• Data for the task:
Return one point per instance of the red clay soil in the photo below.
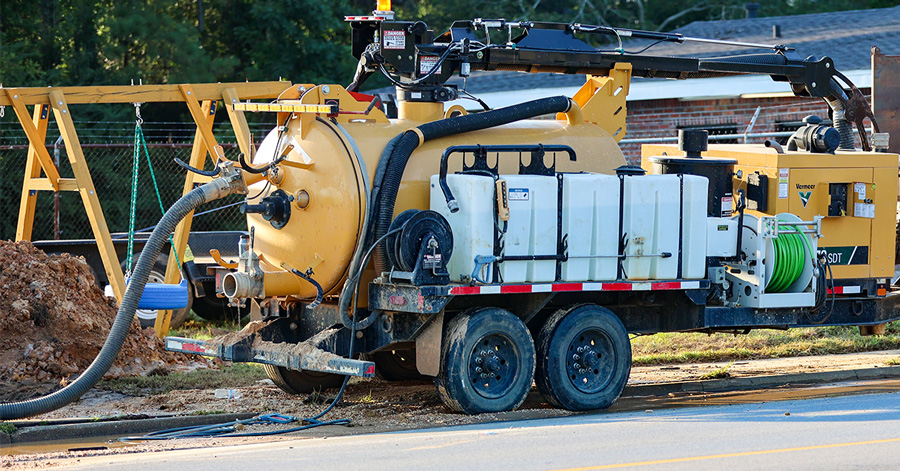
(53, 322)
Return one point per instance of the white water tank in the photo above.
(590, 221)
(695, 196)
(532, 229)
(472, 225)
(650, 216)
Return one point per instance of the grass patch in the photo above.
(199, 329)
(7, 428)
(720, 373)
(676, 348)
(367, 399)
(237, 375)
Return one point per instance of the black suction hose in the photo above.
(392, 163)
(388, 181)
(187, 203)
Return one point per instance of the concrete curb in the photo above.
(757, 382)
(37, 433)
(40, 433)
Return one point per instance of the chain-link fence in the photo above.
(62, 215)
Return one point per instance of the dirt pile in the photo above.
(53, 322)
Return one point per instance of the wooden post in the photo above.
(27, 205)
(88, 192)
(204, 117)
(238, 122)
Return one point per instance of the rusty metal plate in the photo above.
(886, 95)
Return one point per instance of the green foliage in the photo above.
(719, 373)
(7, 428)
(235, 376)
(87, 42)
(676, 348)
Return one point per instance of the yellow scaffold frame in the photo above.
(201, 100)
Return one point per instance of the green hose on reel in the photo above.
(790, 257)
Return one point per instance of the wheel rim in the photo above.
(493, 365)
(590, 361)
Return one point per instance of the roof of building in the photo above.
(847, 37)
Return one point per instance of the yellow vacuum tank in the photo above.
(325, 183)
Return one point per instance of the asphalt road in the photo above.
(850, 432)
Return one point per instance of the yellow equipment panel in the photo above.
(856, 193)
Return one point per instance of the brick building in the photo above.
(657, 108)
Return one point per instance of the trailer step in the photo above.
(295, 356)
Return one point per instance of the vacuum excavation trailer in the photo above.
(494, 250)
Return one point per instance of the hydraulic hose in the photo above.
(214, 190)
(839, 117)
(388, 180)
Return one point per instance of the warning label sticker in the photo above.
(426, 63)
(783, 177)
(518, 194)
(394, 40)
(726, 206)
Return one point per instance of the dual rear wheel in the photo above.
(581, 361)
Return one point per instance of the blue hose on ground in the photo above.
(228, 428)
(121, 325)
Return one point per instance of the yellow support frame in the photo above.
(201, 101)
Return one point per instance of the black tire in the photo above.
(158, 275)
(302, 381)
(584, 358)
(487, 362)
(396, 365)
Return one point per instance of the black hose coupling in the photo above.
(275, 208)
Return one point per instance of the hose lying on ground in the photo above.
(211, 191)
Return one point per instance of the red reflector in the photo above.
(515, 289)
(567, 287)
(365, 98)
(398, 300)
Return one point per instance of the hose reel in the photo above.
(420, 248)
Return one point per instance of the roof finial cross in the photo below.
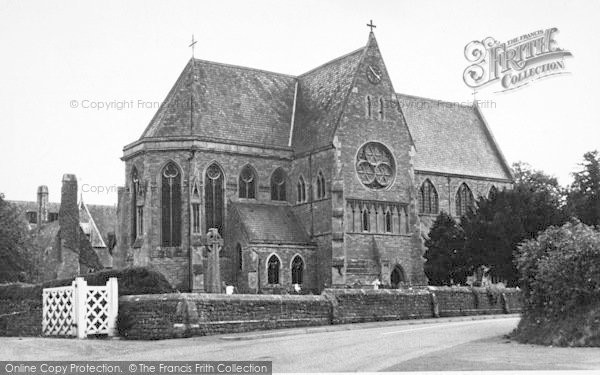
(193, 44)
(370, 24)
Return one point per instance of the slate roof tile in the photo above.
(270, 223)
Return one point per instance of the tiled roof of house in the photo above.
(268, 223)
(452, 138)
(105, 219)
(231, 103)
(26, 206)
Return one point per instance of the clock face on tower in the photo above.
(373, 74)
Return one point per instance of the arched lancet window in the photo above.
(213, 197)
(278, 185)
(397, 276)
(273, 265)
(428, 198)
(320, 185)
(493, 192)
(247, 183)
(171, 205)
(135, 182)
(301, 190)
(297, 270)
(365, 220)
(464, 200)
(240, 257)
(388, 222)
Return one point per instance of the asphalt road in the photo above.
(431, 345)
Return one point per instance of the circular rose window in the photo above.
(375, 166)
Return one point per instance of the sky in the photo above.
(61, 61)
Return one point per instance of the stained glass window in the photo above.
(213, 197)
(297, 270)
(171, 205)
(247, 183)
(428, 198)
(464, 200)
(273, 266)
(375, 166)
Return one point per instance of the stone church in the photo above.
(326, 179)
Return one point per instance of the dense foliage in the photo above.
(133, 280)
(445, 263)
(490, 234)
(583, 197)
(494, 230)
(560, 270)
(560, 277)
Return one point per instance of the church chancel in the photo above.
(275, 183)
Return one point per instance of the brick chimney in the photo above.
(68, 216)
(42, 204)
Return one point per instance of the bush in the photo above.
(560, 270)
(560, 277)
(133, 280)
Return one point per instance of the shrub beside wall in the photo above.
(21, 304)
(20, 313)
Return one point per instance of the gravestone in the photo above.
(214, 244)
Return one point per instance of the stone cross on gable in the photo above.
(214, 244)
(214, 241)
(370, 24)
(193, 44)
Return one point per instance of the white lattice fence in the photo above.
(81, 310)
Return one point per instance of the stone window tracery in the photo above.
(278, 185)
(375, 166)
(297, 270)
(247, 183)
(428, 198)
(464, 200)
(171, 205)
(213, 197)
(273, 265)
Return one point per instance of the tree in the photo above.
(583, 197)
(14, 262)
(494, 230)
(445, 263)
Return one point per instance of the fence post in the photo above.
(80, 292)
(113, 309)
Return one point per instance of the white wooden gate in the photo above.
(81, 310)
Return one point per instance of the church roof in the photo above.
(269, 223)
(234, 104)
(452, 138)
(230, 103)
(321, 95)
(28, 206)
(98, 221)
(251, 106)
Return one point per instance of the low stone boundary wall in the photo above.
(162, 316)
(360, 305)
(187, 314)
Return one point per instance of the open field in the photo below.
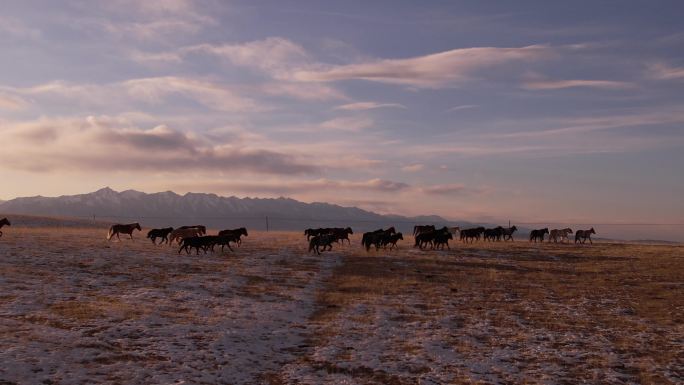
(76, 309)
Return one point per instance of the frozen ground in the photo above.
(75, 309)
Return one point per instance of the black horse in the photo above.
(538, 234)
(508, 233)
(160, 233)
(123, 229)
(3, 222)
(583, 235)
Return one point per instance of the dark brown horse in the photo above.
(122, 229)
(538, 234)
(3, 222)
(160, 233)
(235, 233)
(583, 235)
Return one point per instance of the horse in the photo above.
(159, 233)
(561, 234)
(341, 234)
(201, 228)
(418, 229)
(3, 222)
(195, 242)
(178, 234)
(493, 234)
(122, 229)
(224, 240)
(317, 241)
(376, 237)
(429, 237)
(441, 239)
(583, 235)
(391, 240)
(472, 234)
(538, 234)
(508, 233)
(236, 233)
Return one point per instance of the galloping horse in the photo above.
(508, 233)
(3, 222)
(236, 233)
(159, 233)
(555, 234)
(122, 229)
(538, 234)
(583, 235)
(178, 234)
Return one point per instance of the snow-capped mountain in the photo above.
(171, 209)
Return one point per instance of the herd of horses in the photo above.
(322, 239)
(187, 237)
(426, 236)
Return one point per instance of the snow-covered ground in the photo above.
(76, 309)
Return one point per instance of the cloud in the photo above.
(158, 20)
(360, 106)
(303, 91)
(662, 71)
(274, 55)
(287, 187)
(152, 90)
(450, 189)
(560, 84)
(12, 102)
(462, 107)
(210, 94)
(347, 124)
(97, 144)
(413, 168)
(440, 70)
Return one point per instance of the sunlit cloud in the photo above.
(105, 144)
(462, 107)
(560, 84)
(662, 71)
(360, 106)
(439, 70)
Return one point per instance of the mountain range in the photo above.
(171, 209)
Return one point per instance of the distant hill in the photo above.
(171, 209)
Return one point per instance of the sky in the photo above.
(473, 110)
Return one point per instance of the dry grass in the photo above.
(271, 313)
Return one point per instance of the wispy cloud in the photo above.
(439, 70)
(413, 167)
(98, 144)
(153, 90)
(462, 107)
(12, 102)
(560, 84)
(662, 71)
(360, 106)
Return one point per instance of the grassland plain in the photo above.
(76, 309)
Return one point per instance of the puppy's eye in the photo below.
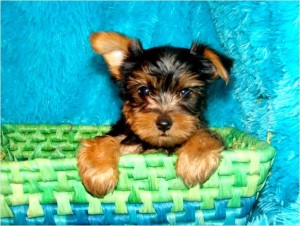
(144, 91)
(185, 92)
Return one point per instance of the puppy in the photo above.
(163, 90)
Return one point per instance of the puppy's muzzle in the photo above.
(164, 123)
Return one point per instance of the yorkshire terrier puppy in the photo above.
(163, 90)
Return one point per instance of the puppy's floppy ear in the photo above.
(115, 48)
(222, 64)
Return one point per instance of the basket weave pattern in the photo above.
(40, 182)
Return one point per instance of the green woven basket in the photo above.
(40, 182)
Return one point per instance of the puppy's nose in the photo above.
(164, 123)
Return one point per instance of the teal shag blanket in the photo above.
(51, 75)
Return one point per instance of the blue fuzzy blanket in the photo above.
(51, 75)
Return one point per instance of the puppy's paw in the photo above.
(97, 161)
(195, 169)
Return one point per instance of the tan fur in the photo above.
(198, 157)
(220, 70)
(97, 161)
(113, 47)
(199, 154)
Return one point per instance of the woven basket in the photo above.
(40, 182)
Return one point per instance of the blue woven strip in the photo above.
(219, 215)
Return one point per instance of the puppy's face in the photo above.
(163, 88)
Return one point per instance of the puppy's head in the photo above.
(163, 88)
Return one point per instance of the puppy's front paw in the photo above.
(195, 169)
(97, 161)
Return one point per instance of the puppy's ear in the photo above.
(222, 64)
(115, 48)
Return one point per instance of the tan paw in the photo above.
(97, 162)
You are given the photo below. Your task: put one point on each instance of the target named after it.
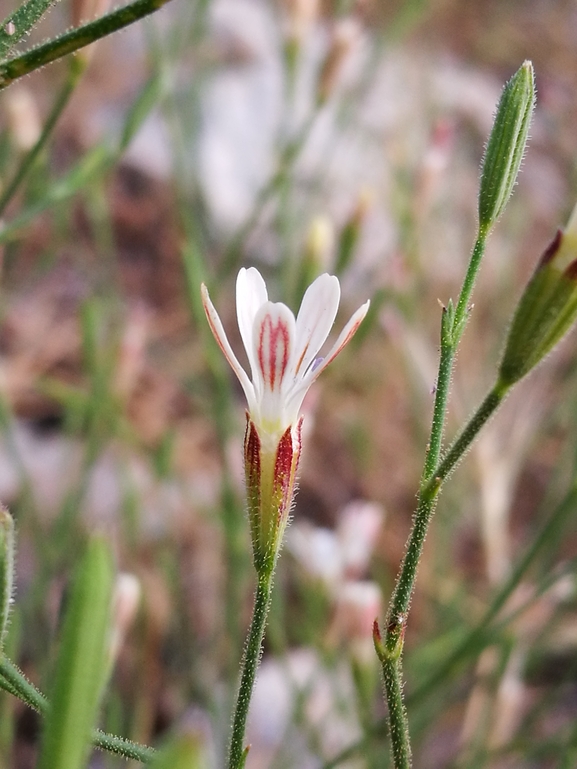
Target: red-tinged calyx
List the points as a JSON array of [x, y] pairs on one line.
[[270, 473], [547, 308]]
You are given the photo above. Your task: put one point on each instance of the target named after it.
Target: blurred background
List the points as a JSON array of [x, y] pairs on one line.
[[299, 137]]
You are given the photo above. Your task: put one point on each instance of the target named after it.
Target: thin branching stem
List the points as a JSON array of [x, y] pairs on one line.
[[14, 681], [250, 662], [18, 66]]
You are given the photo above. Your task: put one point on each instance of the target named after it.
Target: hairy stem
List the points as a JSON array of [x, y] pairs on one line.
[[15, 682], [18, 66], [237, 754]]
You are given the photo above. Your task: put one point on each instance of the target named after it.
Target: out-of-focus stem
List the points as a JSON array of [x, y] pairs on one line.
[[74, 73]]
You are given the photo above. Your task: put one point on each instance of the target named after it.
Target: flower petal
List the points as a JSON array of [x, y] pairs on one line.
[[315, 320], [219, 334], [273, 339], [251, 294], [297, 395]]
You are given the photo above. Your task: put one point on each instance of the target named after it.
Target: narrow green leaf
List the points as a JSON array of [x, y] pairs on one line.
[[506, 145], [19, 23], [547, 309], [6, 570], [81, 664]]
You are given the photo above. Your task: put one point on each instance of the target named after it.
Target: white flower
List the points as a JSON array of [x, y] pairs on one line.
[[282, 350]]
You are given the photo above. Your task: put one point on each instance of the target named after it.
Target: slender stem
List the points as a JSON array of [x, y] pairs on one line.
[[18, 66], [18, 24], [443, 383], [459, 447], [74, 74], [250, 662], [425, 507], [405, 585], [398, 723], [462, 309], [15, 682], [482, 633]]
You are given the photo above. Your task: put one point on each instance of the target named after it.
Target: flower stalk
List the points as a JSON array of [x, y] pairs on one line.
[[283, 356]]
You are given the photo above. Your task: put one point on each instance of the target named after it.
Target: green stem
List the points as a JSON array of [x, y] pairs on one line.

• Work to be completed: Count up the lines in the material above that contain the string "stem", then state that figure alone.

• Completed task: 5